_Work request_
Set down the entries again word for word, without any of the images.

--------------------

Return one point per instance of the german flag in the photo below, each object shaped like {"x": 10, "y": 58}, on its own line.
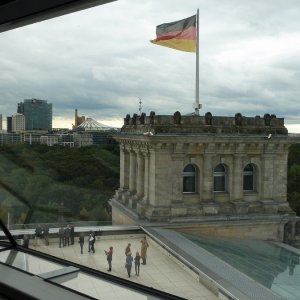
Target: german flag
{"x": 180, "y": 35}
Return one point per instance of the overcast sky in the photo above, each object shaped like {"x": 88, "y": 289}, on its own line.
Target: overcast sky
{"x": 101, "y": 62}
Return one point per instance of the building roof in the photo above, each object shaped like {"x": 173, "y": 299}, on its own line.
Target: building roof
{"x": 91, "y": 124}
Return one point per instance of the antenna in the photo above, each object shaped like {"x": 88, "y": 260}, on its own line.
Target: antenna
{"x": 140, "y": 106}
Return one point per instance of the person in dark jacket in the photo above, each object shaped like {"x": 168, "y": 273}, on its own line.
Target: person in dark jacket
{"x": 81, "y": 242}
{"x": 109, "y": 254}
{"x": 137, "y": 262}
{"x": 72, "y": 234}
{"x": 67, "y": 235}
{"x": 128, "y": 264}
{"x": 91, "y": 242}
{"x": 61, "y": 235}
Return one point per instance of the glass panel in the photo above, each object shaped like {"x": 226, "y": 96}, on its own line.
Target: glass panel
{"x": 272, "y": 266}
{"x": 27, "y": 262}
{"x": 101, "y": 289}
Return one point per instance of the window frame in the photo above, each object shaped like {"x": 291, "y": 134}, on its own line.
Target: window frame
{"x": 251, "y": 174}
{"x": 220, "y": 174}
{"x": 192, "y": 175}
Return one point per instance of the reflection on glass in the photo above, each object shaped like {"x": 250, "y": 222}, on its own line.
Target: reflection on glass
{"x": 102, "y": 289}
{"x": 27, "y": 262}
{"x": 272, "y": 266}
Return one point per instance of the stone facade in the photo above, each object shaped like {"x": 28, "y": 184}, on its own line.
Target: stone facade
{"x": 178, "y": 167}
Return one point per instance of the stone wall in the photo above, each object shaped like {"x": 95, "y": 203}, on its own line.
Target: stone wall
{"x": 154, "y": 151}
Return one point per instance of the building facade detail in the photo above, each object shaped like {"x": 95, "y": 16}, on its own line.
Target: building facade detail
{"x": 189, "y": 166}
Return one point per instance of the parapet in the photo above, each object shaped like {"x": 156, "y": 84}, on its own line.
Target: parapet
{"x": 207, "y": 124}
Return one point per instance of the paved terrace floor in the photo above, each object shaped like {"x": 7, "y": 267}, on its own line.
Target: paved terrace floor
{"x": 161, "y": 272}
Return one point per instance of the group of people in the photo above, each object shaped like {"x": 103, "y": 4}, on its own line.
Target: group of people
{"x": 137, "y": 258}
{"x": 109, "y": 253}
{"x": 42, "y": 232}
{"x": 66, "y": 235}
{"x": 91, "y": 242}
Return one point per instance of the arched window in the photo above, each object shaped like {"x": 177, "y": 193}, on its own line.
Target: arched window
{"x": 220, "y": 178}
{"x": 189, "y": 179}
{"x": 248, "y": 178}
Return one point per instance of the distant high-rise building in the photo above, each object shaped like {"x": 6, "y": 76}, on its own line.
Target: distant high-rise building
{"x": 38, "y": 114}
{"x": 78, "y": 120}
{"x": 18, "y": 122}
{"x": 9, "y": 124}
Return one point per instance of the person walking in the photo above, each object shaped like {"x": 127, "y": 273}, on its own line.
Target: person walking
{"x": 128, "y": 264}
{"x": 127, "y": 249}
{"x": 72, "y": 234}
{"x": 38, "y": 234}
{"x": 109, "y": 254}
{"x": 137, "y": 261}
{"x": 91, "y": 242}
{"x": 67, "y": 235}
{"x": 61, "y": 235}
{"x": 81, "y": 242}
{"x": 144, "y": 248}
{"x": 46, "y": 234}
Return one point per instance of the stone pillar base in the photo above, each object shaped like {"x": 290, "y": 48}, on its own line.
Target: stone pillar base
{"x": 210, "y": 209}
{"x": 241, "y": 207}
{"x": 269, "y": 206}
{"x": 158, "y": 213}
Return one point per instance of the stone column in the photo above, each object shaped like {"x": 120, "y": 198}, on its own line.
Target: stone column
{"x": 207, "y": 189}
{"x": 146, "y": 178}
{"x": 124, "y": 169}
{"x": 267, "y": 177}
{"x": 140, "y": 175}
{"x": 132, "y": 172}
{"x": 237, "y": 179}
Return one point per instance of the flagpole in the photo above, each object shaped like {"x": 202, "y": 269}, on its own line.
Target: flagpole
{"x": 197, "y": 104}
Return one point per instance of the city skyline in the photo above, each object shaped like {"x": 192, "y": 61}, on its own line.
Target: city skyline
{"x": 101, "y": 61}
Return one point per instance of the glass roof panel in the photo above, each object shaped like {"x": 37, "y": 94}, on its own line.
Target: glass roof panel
{"x": 275, "y": 267}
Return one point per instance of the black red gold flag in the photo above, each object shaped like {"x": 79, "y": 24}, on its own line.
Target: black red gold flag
{"x": 180, "y": 35}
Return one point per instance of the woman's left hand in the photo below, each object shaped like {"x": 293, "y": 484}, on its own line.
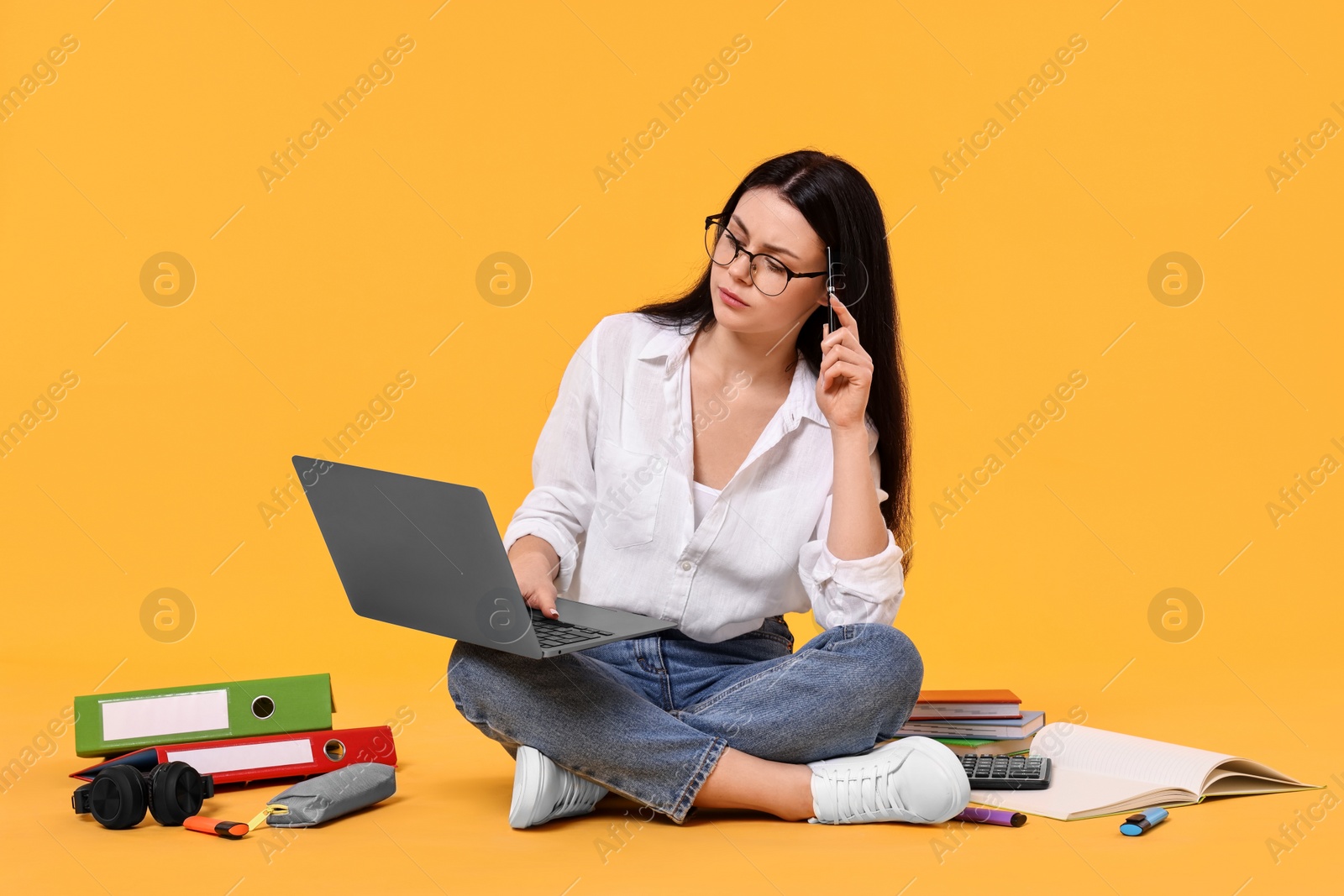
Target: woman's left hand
{"x": 846, "y": 372}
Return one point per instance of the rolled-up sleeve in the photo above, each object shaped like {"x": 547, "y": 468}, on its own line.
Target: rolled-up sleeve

--------------------

_Solution_
Return one point per instance of the german flag in the photo below, each object shaped like {"x": 10, "y": 58}, on its own line.
Target: german flag
{"x": 180, "y": 35}
Return one point per instance of the overcast sky in the photo above, each object shaped like {"x": 88, "y": 289}, on its own line.
Target: overcast sky
{"x": 101, "y": 62}
Return one point per instance of the building roof in the photo above, each object shaped like {"x": 173, "y": 299}, on its own line.
Target: building roof
{"x": 91, "y": 124}
Return one point per instance of the antenna in the photo above, each object shaped like {"x": 88, "y": 260}, on its own line.
Target: antenna
{"x": 140, "y": 106}
Return one point per instance of the person in dark jacket in the photo above, each object shaped like {"x": 168, "y": 273}, on its own line.
Target: person in dark jacket
{"x": 81, "y": 242}
{"x": 109, "y": 254}
{"x": 137, "y": 262}
{"x": 72, "y": 234}
{"x": 67, "y": 235}
{"x": 128, "y": 264}
{"x": 91, "y": 242}
{"x": 61, "y": 235}
Return one point per instance of the glass panel in the photo above, each object shaped like {"x": 226, "y": 96}, on its own line.
Target: glass panel
{"x": 272, "y": 266}
{"x": 27, "y": 262}
{"x": 101, "y": 289}
Return one point per instance of the window frame in the photo above, each object shaped like {"x": 291, "y": 134}, on its own line.
Target: window frame
{"x": 251, "y": 174}
{"x": 220, "y": 174}
{"x": 192, "y": 175}
Return one point per instance of the reflection on glass in the photo above, each object shaped like {"x": 250, "y": 222}, on its own line.
Target: reflection on glass
{"x": 102, "y": 289}
{"x": 27, "y": 262}
{"x": 272, "y": 266}
Return one point per instance of the stone facade in the photo above, each object shaped like {"x": 28, "y": 184}, on its own line.
Target: stone facade
{"x": 178, "y": 167}
Return one point per instance of the stone wall in the photo above, each object shaped like {"x": 95, "y": 203}, on its own line.
Target: stone wall
{"x": 154, "y": 151}
Return one point per instance of the building facade detail in the photo above, each object shaped like {"x": 95, "y": 16}, on its own line.
Target: building facade detail
{"x": 189, "y": 166}
Return one point per instance of the parapet in the photo above, each object shaped like {"x": 156, "y": 84}, on its own line.
Target: parapet
{"x": 207, "y": 124}
Return one point per instance of the paved terrace floor in the photo above, each object shaped like {"x": 7, "y": 267}, on its own line.
Target: paved terrace floor
{"x": 161, "y": 272}
Return one point per instance of the group of people in the photo above, each object shaped like {"x": 103, "y": 4}, on its own line.
Target: group of people
{"x": 137, "y": 258}
{"x": 109, "y": 253}
{"x": 42, "y": 232}
{"x": 66, "y": 235}
{"x": 91, "y": 242}
Return one point per instance of the arched window in the photo above, each object shaped like {"x": 177, "y": 193}, on its own line.
Target: arched window
{"x": 220, "y": 178}
{"x": 189, "y": 179}
{"x": 248, "y": 178}
Return one point per instance of the distant high-rise building in the photo above, each object shaped like {"x": 6, "y": 76}, on its own line.
Target: distant high-rise building
{"x": 38, "y": 114}
{"x": 78, "y": 120}
{"x": 18, "y": 122}
{"x": 9, "y": 124}
Return one point per instance of the person walking in the photo above, each object shaped like {"x": 127, "y": 273}, on its own line.
Target: person walking
{"x": 128, "y": 264}
{"x": 127, "y": 249}
{"x": 72, "y": 234}
{"x": 38, "y": 234}
{"x": 109, "y": 254}
{"x": 137, "y": 261}
{"x": 91, "y": 242}
{"x": 67, "y": 235}
{"x": 61, "y": 235}
{"x": 81, "y": 242}
{"x": 144, "y": 248}
{"x": 46, "y": 234}
Return one point per instance of the stone pillar base in the photo above, each object shaped like {"x": 290, "y": 48}, on its own line.
Target: stone pillar base
{"x": 210, "y": 209}
{"x": 241, "y": 207}
{"x": 269, "y": 206}
{"x": 158, "y": 213}
Return one point per instance of the stone column in the photo above, each object shaped like {"x": 120, "y": 198}, on its own line.
Target: stone column
{"x": 207, "y": 189}
{"x": 146, "y": 178}
{"x": 124, "y": 169}
{"x": 267, "y": 177}
{"x": 140, "y": 175}
{"x": 132, "y": 172}
{"x": 237, "y": 179}
Return one point per instance of the flagpole in the photo above, each object shaped like {"x": 202, "y": 269}, on its own line.
Target: flagpole
{"x": 197, "y": 104}
Return one point per instance of the city skyline in the photo above, each object shaped like {"x": 192, "y": 61}, on its own line.
Target: city skyline
{"x": 101, "y": 61}
Return one point per instance of the glass roof panel in the photo above, each object shaped like {"x": 37, "y": 94}, on its own line.
Target: glass roof panel
{"x": 275, "y": 267}
Return one point per instance of the black red gold flag in the photo above, each object shaped like {"x": 79, "y": 24}, on its own line.
Target: black red gold flag
{"x": 180, "y": 35}
Return one point per instance of the woman's left hand in the photo below, each object shaped like {"x": 293, "y": 484}, on its own line.
Target: woman's left hand
{"x": 846, "y": 372}
Return one point per instance of the rolled-up sleeve in the photo above, each object shaped like {"x": 547, "y": 468}, on its own line.
Target: rolled-up sleeve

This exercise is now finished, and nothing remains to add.